[Extracted records]

------------

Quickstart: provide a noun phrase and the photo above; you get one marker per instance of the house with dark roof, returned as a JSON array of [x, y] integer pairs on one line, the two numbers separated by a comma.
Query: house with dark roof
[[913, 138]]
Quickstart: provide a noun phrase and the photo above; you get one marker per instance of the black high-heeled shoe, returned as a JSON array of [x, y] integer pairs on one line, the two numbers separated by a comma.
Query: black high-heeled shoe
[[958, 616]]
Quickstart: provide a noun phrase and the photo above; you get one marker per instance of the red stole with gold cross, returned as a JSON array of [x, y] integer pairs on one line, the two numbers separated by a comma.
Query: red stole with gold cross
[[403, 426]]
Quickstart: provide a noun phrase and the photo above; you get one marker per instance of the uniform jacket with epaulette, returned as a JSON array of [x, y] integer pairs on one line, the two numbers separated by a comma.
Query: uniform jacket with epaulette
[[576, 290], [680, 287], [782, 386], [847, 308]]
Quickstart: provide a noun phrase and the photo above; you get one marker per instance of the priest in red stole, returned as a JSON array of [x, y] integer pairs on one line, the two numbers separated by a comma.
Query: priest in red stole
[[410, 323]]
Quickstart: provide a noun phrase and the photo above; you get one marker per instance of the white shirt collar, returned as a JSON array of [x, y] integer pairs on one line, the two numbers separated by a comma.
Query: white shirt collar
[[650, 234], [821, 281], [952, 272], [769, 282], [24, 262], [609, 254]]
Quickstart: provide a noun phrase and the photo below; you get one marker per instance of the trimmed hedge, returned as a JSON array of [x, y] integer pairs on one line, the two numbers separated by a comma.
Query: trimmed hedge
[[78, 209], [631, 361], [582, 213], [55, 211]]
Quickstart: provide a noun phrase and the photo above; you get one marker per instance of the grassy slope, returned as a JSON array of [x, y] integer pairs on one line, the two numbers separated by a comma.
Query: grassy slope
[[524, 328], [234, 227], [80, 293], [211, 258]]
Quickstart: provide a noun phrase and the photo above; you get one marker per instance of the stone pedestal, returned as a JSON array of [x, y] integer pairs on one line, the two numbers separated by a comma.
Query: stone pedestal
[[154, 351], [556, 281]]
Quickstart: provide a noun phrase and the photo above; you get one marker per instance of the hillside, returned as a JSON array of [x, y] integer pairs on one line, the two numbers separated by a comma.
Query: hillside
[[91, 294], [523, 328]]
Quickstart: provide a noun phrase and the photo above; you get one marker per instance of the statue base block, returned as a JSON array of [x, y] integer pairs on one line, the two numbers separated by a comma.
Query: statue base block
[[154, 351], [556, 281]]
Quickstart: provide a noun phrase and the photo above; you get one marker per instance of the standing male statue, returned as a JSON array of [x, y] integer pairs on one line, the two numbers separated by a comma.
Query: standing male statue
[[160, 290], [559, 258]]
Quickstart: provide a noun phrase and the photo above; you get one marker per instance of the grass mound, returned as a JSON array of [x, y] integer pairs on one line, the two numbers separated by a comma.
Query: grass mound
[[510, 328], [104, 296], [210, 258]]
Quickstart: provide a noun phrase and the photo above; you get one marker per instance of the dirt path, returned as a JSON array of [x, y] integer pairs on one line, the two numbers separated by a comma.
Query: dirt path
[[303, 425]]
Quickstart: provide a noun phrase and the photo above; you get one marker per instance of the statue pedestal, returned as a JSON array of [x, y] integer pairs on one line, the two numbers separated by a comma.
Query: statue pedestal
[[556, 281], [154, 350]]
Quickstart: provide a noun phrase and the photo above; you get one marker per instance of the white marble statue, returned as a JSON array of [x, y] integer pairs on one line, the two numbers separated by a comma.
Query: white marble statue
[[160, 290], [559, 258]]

------------

WHAT YOU SHOULD DO: Each line from the one that contains "statue pedestal, returned" through the end of the records must be repeated exactly. No other line belongs in the answer.

OUTPUT FOR THIS EXERCISE:
Quickstart: provide a noun phrase and the photo above; you get one marker per instance of the statue pedestal, returned as a JSON array of [x, y] integer pairs on one line, the two numbers separated by a comma.
Query: statue pedestal
[[556, 281], [154, 350]]
Quickstart: provide a noun phrase and the photo above; you get one marker per instance of the white marble statue, returned as a JSON array of [x, y] integer pairs on one line, the two numbers separated by a comma.
Query: white marble statue
[[160, 290], [559, 258]]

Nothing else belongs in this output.